> [Supplied text]
>> Start
# My 100cc V4 2-Stroke



## Johnsinski

Hello all, I ran across this forum looking for something else. But I figured you guys would appreciate my project from the "before" time, before 3D that is. I started this around 1995ish and finished it in 1997ish (sometime before graduation). Back then 3D was just coming around. Pretty much all of this was done with hand programmed "parametrics" and designed in 2D. Alot of Quickbasic programming to produce 3D G-code.

This is actually my "second" engine, the first one was a little single, to my amazement it actually ran and flew a model airplane so I decided the next step was a 100cc V4.

When I told the guys at Sundstrand that I machined the pipes to .050" thick from billet they looked at me funny.

I machined the "reed" valves from nylon or delrin or something "double-stick-taped" to the CNC table. (I got more odd looks with that maneuver too).

I also detected a "metric" Z ball lead screw in one of the CNCs during this project because of all the weird set-ups. I was getting a TLO error that just wasn't explainable.

The crank is 17 parts pressed together, with needle bearings on each rod. Each rod is "clocked" 90 degrees which fires the two inside cylinders at the same time and then fires the two outside cylinders at 180 degrees from that. It seemed like a reasonable thing to do. There are delrin seals between each double bearing to seal each crankcase volume from the next.

The cylinders have "port-cores" in them for smoother flow (unlike the standard glow engines). You can just barely see them.

When I tell people I designed and built this engine, they usually say, "that's nice". And then I have to explain, "no, I mean, I designed and BUILT this engine, from like chunks of aluminum and steel." Some people still don't get it. I like to say I built everything but the bolts and bearings.

I never really got it to run all that great, the 90cc chainsaw carb just couldn't flow enough methanol. I figured it was good enough and moved on to something else.
>> End
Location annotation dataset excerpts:
>> Start
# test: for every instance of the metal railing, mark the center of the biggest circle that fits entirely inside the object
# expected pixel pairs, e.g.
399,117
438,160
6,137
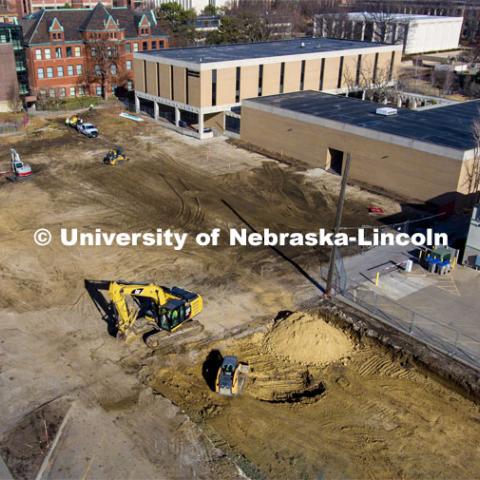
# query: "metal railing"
444,337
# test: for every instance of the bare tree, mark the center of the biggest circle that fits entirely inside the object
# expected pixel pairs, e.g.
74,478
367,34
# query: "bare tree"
375,85
102,64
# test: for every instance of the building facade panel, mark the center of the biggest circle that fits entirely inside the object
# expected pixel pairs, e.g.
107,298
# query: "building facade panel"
226,80
292,76
151,78
139,74
271,79
312,74
392,168
179,84
248,81
165,81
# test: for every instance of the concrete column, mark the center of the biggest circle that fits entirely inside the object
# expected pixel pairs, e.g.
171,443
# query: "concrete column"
137,104
200,126
177,116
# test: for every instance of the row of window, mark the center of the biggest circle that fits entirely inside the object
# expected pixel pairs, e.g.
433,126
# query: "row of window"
49,71
301,85
46,53
67,52
77,91
76,70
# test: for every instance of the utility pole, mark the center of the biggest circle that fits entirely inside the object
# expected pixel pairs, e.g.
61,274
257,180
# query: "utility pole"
329,292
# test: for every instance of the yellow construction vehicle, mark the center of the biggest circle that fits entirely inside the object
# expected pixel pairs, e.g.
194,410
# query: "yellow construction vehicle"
139,308
115,156
231,376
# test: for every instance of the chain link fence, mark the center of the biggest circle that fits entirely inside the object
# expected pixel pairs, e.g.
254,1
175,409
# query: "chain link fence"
444,337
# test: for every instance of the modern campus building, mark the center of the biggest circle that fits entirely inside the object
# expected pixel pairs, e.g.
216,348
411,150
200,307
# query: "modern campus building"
422,155
417,33
200,84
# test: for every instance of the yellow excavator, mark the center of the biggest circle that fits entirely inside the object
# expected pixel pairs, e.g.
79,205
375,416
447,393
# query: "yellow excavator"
115,156
139,308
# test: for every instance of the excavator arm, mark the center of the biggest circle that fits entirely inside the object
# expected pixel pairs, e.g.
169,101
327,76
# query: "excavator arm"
160,307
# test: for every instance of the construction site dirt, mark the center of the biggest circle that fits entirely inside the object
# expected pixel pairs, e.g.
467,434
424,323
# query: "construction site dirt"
349,410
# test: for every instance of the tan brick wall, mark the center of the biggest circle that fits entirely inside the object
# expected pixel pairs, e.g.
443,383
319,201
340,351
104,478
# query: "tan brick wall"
226,86
165,81
292,77
206,88
330,74
396,169
249,81
312,75
194,91
271,79
139,74
179,84
152,78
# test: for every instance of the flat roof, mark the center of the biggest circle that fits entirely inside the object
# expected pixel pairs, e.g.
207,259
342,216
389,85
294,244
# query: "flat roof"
401,17
243,51
448,126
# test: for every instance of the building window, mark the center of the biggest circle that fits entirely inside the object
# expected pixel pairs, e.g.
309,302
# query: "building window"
359,70
214,87
237,85
322,73
375,65
260,80
282,76
302,75
340,73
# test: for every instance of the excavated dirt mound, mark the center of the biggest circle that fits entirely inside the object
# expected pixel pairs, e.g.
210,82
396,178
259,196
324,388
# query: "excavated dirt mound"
307,339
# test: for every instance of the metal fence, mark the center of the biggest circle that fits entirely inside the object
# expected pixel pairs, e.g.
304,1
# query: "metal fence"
444,337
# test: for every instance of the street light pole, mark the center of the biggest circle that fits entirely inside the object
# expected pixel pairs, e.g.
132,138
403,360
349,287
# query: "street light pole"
329,291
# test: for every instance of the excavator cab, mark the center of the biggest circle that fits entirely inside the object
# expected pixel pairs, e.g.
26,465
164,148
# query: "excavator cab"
115,156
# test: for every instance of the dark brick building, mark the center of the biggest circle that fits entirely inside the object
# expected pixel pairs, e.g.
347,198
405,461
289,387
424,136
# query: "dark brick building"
73,52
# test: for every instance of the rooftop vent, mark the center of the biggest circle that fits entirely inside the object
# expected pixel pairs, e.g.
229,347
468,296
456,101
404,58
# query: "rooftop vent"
386,111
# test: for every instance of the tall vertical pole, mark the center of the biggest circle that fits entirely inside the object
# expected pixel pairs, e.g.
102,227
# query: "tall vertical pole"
338,222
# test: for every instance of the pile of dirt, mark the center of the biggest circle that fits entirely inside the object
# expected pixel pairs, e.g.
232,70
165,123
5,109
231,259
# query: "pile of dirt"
307,339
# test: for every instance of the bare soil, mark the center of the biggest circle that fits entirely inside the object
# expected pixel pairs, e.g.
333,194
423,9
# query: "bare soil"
360,415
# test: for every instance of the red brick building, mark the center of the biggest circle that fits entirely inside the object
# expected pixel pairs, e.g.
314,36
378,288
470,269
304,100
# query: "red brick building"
73,52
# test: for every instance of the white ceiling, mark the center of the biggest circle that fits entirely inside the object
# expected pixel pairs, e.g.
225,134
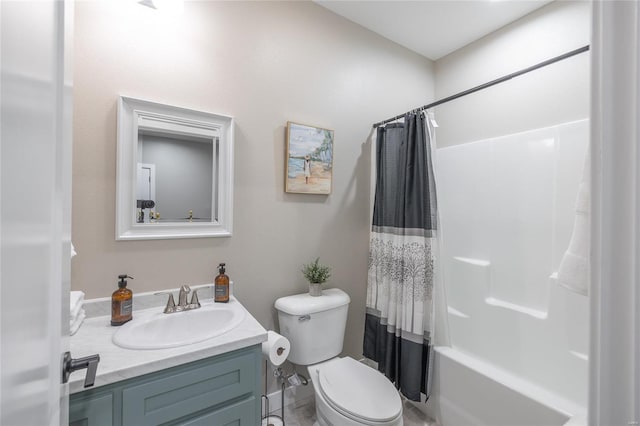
>> End
> [Work instructions] Transcribe the part of the V4 engine post between "I never really" and "to something else.", inclusive.

> [Task output]
I never really got it to run all that great, the 90cc chainsaw carb just couldn't flow enough methanol. I figured it was good enough and moved on to something else.